Text section —
--- START ---

Hutchins works remotely during the pandemic.

“With COVID, we need mindfulness more than ever,” she said. “In general, there has been a shift in the education field to an understanding that there needs to be work done in the social and emotional area in order to bring students into their academic potential.”

An alumna of SUNY Potsdam’s teacher education program, Hutchins spent the last half dozen years organizing resources, explaining concepts of mindfulness to people who weren’t sure what it meant, and spearheading an initiative that has now trained 15 participants to work in this district near the Canadian border. A similar effort is just beginning in the nearby Massena Central School District. Hutchins considers it a fortunate coincidence of timing that the wave of COVID-19 broke just as her initiative spread its wings.

“It’s about releasing tension,” Hutchins said. “In order to reach students academically in any setting, they have to be physically and emotionally present.”

Students receive guidance through a chosen experience that may help heal them emotionally, often through focus on breathing, movement techniques and awareness of emotions in a non-judgmental context. Mindfulness practices for better sleep are always in high demand and involve building an awareness of what the body is experiencing, Hutchins said. Active listening by the mindfulness leader also plays a significant role, but the practice does not involve advice, counseling or yoga, and is not spiritual or religious in nature, Hutchins said.

Hutchins first discovered mindfulness while navigating the waters of a personally tumultuous and anxious time. The tools she gained to face panic and an uncertain future sold her on the benefits of a practice she says has a strong scientific basis.

“We want to be guided by science,” she said. “This is what a mindfulness room looks like: Instead of reacting and getting sent to the office, students can catch themselves and go to the mindful moment room, where a leader listens, then gives them a tool they can use. There are many tools for different things, including heartfulness and forgiveness. The student picks the tool, and the leader guides them through its use.”

As the program grew “in pockets,” Hutchins began mindfulness training with the girls hockey team, honing focus and resilience. This year, her work is funded by a grant from the American Federation of Teachers. Six practitioners are employed at the district through a partnership with the Holistic Life Foundation, and that number is on course to expand to 10 next year.

Reese Jacobs is a community member who was trained in mindfulness practice by HLF and is working in the schools. The goal is to help adolescents resolve trauma and distress early, before it compounds into larger problems down the road, Jacobs said.

--- END ---

What is required — Can you reproduce, word for word, the stretch of the mindfulness article above that opens with the words containing "Reese Jacobs is" and closes with "road, Jacobs said."?

Exercise data —

--- START ---

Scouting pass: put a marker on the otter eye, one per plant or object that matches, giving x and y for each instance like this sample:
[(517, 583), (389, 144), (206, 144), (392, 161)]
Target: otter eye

--- END ---

Answer section —
Reese Jacobs is a community member who was trained in mindfulness practice by HLF and is working in the schools. The goal is to help adolescents resolve trauma and distress early, before it compounds into larger problems down the road, Jacobs said.